▶ [AIM OF THE EXERCISE] Please output the lines of the material from the line with "dog's head --coords=pixels" through the end of the material as a JSON list of strings, one string per line, with blank lines omitted.

Region labeling items
----
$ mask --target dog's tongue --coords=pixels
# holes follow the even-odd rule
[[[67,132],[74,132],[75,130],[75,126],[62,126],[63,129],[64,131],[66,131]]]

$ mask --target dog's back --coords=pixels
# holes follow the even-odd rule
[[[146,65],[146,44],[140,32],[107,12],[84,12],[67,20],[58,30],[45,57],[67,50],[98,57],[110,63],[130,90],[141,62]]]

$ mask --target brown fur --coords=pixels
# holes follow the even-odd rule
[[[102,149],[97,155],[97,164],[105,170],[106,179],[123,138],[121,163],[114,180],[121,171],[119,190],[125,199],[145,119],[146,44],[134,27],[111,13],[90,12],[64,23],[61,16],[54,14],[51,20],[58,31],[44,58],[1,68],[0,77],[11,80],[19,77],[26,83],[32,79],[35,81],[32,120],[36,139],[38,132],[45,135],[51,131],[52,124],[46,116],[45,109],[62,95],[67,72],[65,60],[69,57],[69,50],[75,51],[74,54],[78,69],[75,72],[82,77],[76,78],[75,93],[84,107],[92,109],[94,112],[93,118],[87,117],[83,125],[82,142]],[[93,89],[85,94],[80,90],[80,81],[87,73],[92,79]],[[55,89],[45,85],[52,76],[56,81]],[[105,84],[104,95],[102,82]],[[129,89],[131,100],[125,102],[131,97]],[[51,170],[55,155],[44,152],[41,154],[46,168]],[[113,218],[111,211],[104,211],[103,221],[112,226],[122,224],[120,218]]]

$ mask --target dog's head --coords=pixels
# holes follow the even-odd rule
----
▶ [RESPONSE BELOW]
[
  "$ mask --target dog's head --coords=pixels",
  "# holes follow the even-odd rule"
]